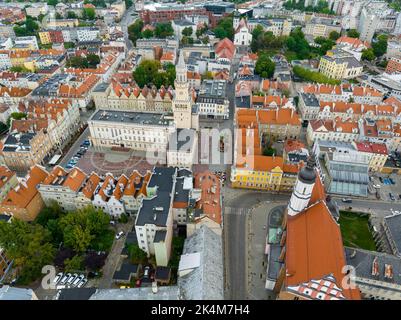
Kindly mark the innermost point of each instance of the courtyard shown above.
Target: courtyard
(355, 230)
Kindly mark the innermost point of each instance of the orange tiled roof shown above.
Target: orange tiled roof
(23, 194)
(209, 202)
(314, 247)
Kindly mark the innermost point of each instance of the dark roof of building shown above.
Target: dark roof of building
(4, 217)
(126, 271)
(362, 261)
(76, 293)
(162, 273)
(393, 223)
(160, 236)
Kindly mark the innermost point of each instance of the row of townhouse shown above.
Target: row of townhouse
(119, 95)
(251, 168)
(311, 109)
(76, 88)
(176, 197)
(364, 130)
(30, 59)
(75, 190)
(345, 93)
(61, 35)
(47, 126)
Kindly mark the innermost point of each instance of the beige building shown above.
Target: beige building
(24, 201)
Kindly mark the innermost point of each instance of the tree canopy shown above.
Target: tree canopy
(379, 45)
(28, 245)
(224, 28)
(150, 72)
(163, 30)
(352, 33)
(264, 66)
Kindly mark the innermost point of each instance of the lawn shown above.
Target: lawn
(355, 231)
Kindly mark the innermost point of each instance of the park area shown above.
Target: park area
(355, 230)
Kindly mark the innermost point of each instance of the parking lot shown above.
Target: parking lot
(388, 186)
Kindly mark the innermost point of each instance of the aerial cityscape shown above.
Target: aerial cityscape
(200, 150)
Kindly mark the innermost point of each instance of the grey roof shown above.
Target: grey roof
(243, 102)
(101, 87)
(182, 140)
(362, 261)
(162, 273)
(12, 293)
(393, 224)
(126, 271)
(206, 281)
(155, 210)
(212, 91)
(274, 263)
(143, 293)
(76, 293)
(4, 217)
(154, 119)
(160, 236)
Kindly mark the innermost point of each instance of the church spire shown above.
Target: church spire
(303, 188)
(181, 69)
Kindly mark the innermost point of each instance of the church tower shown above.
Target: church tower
(303, 188)
(236, 19)
(182, 102)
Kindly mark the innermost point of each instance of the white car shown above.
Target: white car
(65, 278)
(119, 235)
(72, 278)
(78, 280)
(58, 277)
(82, 283)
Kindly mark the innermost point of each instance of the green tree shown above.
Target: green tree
(163, 30)
(187, 31)
(352, 33)
(136, 254)
(368, 54)
(380, 45)
(224, 28)
(147, 34)
(334, 35)
(29, 246)
(71, 15)
(73, 264)
(264, 66)
(134, 30)
(146, 71)
(93, 60)
(88, 14)
(313, 76)
(15, 116)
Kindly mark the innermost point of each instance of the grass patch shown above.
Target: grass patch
(104, 241)
(355, 231)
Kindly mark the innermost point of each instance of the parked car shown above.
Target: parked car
(78, 280)
(72, 278)
(58, 277)
(119, 235)
(146, 272)
(82, 283)
(65, 278)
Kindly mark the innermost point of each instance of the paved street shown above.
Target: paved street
(74, 148)
(237, 218)
(114, 257)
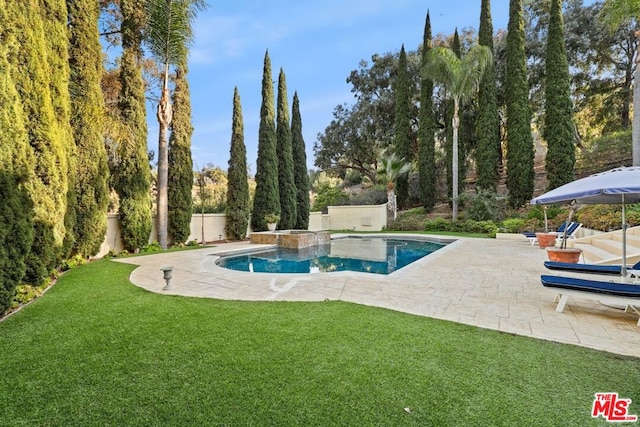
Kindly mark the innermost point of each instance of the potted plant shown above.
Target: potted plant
(272, 221)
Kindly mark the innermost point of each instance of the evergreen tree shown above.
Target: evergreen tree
(39, 80)
(488, 127)
(132, 177)
(300, 167)
(402, 140)
(520, 149)
(286, 184)
(238, 210)
(558, 122)
(87, 117)
(267, 196)
(426, 129)
(180, 164)
(16, 227)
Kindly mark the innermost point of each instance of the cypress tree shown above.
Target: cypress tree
(402, 140)
(426, 129)
(87, 118)
(39, 80)
(132, 178)
(180, 164)
(488, 126)
(267, 197)
(520, 149)
(558, 123)
(300, 167)
(16, 227)
(238, 209)
(286, 184)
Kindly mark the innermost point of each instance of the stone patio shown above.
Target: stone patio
(489, 283)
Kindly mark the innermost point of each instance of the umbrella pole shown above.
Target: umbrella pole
(623, 270)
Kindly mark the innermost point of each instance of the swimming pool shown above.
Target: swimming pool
(380, 255)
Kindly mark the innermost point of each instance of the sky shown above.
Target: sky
(316, 43)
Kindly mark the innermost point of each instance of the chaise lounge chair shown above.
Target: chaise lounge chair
(618, 293)
(612, 270)
(571, 232)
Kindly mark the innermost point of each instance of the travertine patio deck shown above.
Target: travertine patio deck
(488, 283)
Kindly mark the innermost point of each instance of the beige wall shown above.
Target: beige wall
(360, 218)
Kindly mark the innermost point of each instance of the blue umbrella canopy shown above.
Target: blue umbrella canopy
(615, 186)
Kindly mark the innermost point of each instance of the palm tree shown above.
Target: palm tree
(613, 14)
(460, 78)
(391, 168)
(168, 35)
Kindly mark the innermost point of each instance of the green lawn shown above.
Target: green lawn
(96, 350)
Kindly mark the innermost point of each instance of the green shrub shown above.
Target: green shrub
(514, 225)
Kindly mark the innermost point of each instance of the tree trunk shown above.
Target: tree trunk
(164, 120)
(635, 127)
(454, 162)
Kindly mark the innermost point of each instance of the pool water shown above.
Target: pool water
(369, 255)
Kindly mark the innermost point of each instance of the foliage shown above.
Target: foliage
(87, 122)
(460, 78)
(488, 125)
(403, 142)
(16, 236)
(301, 177)
(180, 163)
(426, 129)
(558, 123)
(368, 360)
(328, 192)
(267, 197)
(72, 262)
(520, 149)
(168, 34)
(514, 225)
(286, 180)
(237, 209)
(130, 170)
(606, 152)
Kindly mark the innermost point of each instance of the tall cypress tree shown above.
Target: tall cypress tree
(87, 117)
(402, 140)
(267, 197)
(462, 130)
(286, 184)
(38, 82)
(238, 209)
(16, 227)
(180, 164)
(520, 149)
(488, 126)
(426, 129)
(558, 123)
(132, 177)
(301, 176)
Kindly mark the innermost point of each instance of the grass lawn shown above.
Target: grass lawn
(96, 350)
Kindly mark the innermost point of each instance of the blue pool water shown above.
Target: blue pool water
(369, 255)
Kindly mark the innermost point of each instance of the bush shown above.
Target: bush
(514, 225)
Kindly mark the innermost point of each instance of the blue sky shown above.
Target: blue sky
(317, 43)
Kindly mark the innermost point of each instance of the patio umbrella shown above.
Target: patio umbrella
(615, 186)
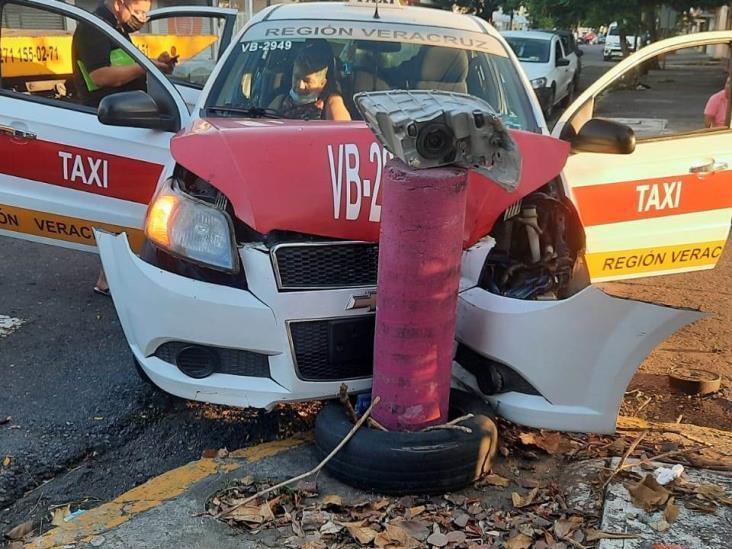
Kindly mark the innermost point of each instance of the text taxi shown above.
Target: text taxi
(258, 253)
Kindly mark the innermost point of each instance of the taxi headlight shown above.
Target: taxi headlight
(191, 229)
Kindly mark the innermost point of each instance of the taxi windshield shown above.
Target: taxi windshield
(302, 78)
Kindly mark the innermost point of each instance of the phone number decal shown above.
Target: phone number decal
(29, 54)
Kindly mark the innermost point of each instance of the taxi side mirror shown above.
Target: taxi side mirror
(599, 135)
(134, 109)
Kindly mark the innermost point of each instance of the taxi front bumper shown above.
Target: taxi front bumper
(158, 309)
(577, 354)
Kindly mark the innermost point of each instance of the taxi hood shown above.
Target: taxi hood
(324, 178)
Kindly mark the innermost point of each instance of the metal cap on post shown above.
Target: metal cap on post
(420, 246)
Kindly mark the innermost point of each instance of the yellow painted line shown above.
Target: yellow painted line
(50, 55)
(61, 227)
(645, 261)
(154, 492)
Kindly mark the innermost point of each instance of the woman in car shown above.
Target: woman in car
(314, 93)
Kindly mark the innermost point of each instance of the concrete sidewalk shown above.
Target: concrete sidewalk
(168, 511)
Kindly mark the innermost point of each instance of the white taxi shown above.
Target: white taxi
(251, 279)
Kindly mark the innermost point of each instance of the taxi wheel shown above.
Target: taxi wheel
(423, 462)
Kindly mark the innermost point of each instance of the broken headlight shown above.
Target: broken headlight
(191, 229)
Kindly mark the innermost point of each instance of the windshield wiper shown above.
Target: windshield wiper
(249, 112)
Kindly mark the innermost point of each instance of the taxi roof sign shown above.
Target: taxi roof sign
(377, 4)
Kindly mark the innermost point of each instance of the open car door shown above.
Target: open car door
(62, 171)
(198, 35)
(665, 206)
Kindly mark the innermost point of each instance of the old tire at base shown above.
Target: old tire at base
(428, 462)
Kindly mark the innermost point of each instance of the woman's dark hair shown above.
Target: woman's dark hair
(315, 56)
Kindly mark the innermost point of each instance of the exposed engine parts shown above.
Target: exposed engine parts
(538, 244)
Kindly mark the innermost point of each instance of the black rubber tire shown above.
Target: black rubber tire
(398, 463)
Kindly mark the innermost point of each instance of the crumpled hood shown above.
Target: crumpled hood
(324, 178)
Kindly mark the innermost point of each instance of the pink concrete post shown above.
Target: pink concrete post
(423, 215)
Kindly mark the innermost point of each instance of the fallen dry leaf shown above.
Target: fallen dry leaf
(564, 527)
(250, 513)
(660, 526)
(437, 539)
(362, 534)
(59, 514)
(330, 528)
(671, 512)
(415, 511)
(20, 531)
(648, 494)
(332, 501)
(519, 541)
(495, 480)
(395, 535)
(595, 535)
(456, 537)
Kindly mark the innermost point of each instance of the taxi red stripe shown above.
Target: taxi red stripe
(79, 169)
(651, 198)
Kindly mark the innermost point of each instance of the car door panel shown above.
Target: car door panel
(63, 172)
(650, 212)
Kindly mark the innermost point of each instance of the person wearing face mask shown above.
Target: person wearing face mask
(313, 94)
(100, 67)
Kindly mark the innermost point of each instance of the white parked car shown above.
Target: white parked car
(552, 73)
(612, 48)
(251, 278)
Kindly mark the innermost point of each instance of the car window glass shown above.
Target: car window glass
(36, 57)
(558, 53)
(530, 50)
(676, 93)
(195, 40)
(259, 74)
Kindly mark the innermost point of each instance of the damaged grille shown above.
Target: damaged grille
(325, 265)
(335, 349)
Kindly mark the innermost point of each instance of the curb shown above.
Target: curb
(155, 491)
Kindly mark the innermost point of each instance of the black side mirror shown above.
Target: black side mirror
(604, 136)
(134, 109)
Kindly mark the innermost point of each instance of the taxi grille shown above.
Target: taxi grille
(329, 350)
(322, 266)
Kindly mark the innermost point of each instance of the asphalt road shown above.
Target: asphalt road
(83, 426)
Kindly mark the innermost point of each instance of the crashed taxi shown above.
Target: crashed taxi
(240, 240)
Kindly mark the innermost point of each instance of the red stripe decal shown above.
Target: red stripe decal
(81, 169)
(650, 198)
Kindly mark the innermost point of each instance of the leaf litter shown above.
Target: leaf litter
(537, 515)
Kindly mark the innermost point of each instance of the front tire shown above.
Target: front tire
(423, 462)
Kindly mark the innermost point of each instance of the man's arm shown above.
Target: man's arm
(115, 77)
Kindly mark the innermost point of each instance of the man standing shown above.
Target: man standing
(100, 66)
(715, 113)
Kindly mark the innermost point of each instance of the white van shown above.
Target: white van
(612, 42)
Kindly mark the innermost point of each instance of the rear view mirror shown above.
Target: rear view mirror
(134, 109)
(604, 136)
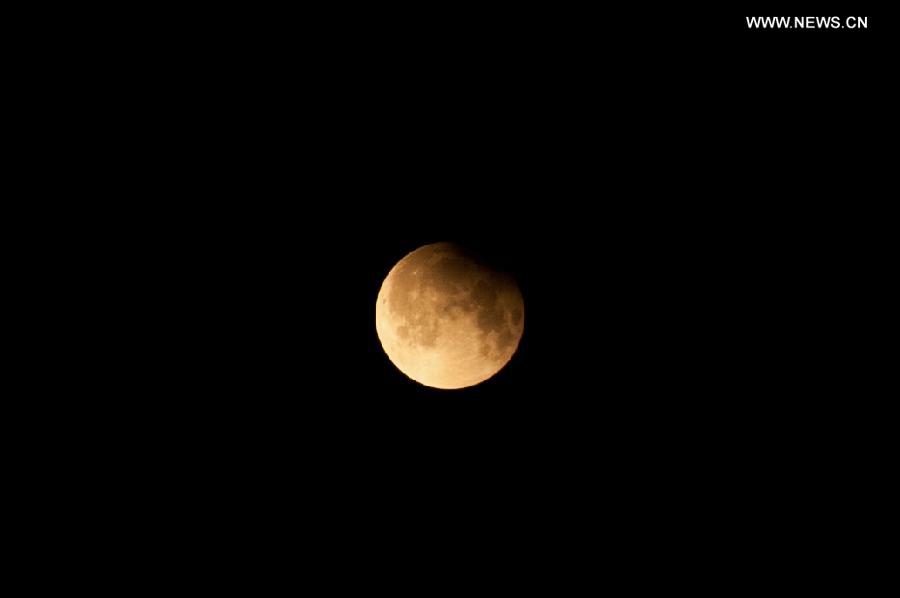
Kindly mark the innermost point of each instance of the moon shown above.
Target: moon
(446, 319)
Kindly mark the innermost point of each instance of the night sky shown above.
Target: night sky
(669, 191)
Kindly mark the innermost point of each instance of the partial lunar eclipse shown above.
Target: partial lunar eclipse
(446, 319)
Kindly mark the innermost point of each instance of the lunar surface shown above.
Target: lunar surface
(446, 320)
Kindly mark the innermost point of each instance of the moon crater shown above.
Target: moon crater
(447, 320)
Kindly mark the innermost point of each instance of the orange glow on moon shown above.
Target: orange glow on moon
(446, 320)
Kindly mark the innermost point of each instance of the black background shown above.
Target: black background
(685, 204)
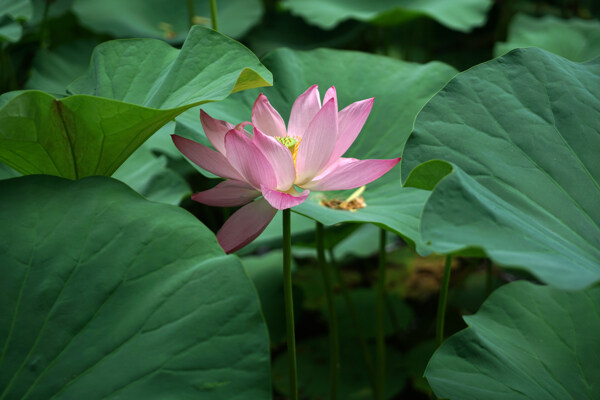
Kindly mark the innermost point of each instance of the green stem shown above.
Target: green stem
(488, 279)
(334, 347)
(354, 320)
(379, 319)
(44, 26)
(441, 315)
(213, 14)
(289, 303)
(191, 12)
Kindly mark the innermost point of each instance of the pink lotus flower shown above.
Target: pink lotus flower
(274, 162)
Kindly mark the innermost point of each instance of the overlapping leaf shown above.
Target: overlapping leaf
(521, 133)
(461, 15)
(526, 342)
(400, 90)
(132, 89)
(163, 19)
(107, 295)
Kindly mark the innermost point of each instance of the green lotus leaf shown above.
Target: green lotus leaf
(526, 342)
(521, 133)
(163, 19)
(460, 15)
(53, 70)
(107, 295)
(400, 90)
(575, 39)
(132, 89)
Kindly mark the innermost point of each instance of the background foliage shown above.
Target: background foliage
(128, 294)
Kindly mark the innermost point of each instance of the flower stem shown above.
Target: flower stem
(441, 315)
(191, 12)
(379, 319)
(354, 320)
(289, 303)
(334, 347)
(213, 14)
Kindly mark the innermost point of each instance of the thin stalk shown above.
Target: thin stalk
(334, 346)
(489, 279)
(213, 14)
(44, 26)
(354, 320)
(191, 12)
(289, 303)
(441, 315)
(379, 319)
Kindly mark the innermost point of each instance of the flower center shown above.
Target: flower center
(291, 142)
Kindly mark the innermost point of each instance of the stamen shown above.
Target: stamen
(291, 142)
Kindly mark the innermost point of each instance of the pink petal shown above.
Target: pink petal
(230, 193)
(330, 94)
(206, 158)
(317, 143)
(280, 158)
(215, 130)
(351, 173)
(303, 111)
(266, 118)
(245, 225)
(248, 160)
(281, 200)
(351, 120)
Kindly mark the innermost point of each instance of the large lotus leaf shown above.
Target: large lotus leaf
(526, 342)
(522, 134)
(150, 176)
(461, 15)
(53, 70)
(168, 20)
(575, 39)
(400, 90)
(107, 295)
(132, 89)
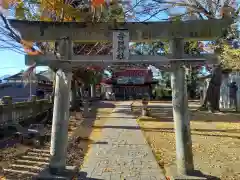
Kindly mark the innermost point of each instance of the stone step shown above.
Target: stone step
(30, 162)
(20, 172)
(38, 154)
(45, 150)
(35, 158)
(24, 167)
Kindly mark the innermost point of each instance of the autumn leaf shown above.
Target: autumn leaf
(19, 11)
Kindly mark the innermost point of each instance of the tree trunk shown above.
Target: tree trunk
(212, 97)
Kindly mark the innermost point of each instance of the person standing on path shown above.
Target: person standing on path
(233, 95)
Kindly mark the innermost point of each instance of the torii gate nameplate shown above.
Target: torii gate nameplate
(50, 31)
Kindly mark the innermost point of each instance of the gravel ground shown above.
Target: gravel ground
(215, 140)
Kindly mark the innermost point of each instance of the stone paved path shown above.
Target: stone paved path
(122, 152)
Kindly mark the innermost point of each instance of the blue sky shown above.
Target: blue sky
(13, 62)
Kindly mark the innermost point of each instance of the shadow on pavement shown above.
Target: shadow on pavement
(29, 164)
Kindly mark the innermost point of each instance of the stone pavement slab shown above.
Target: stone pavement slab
(125, 153)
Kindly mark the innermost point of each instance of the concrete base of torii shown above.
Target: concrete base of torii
(68, 173)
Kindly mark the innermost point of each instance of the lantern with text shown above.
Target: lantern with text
(120, 45)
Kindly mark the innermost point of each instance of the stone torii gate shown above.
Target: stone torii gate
(134, 32)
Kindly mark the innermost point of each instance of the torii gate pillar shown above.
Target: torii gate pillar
(184, 154)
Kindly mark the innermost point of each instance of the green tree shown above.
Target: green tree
(198, 9)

#####

- ACTION ITEM -
Within the material above, the line with "evergreen tree shown above." opens the range and the line with "Kindly mark the innermost point of each instance of the cypress" closes it; reproduce that range word for word.

- TASK RESULT -
Kindly mark the innermost point of each instance of the evergreen tree shown above.
Target: evergreen tree
(39, 80)
(488, 127)
(132, 177)
(300, 167)
(402, 140)
(520, 149)
(286, 184)
(238, 210)
(558, 122)
(87, 117)
(267, 196)
(426, 129)
(180, 164)
(16, 227)
Kindly mark the innermost point of each instance of the cypress tree shown above.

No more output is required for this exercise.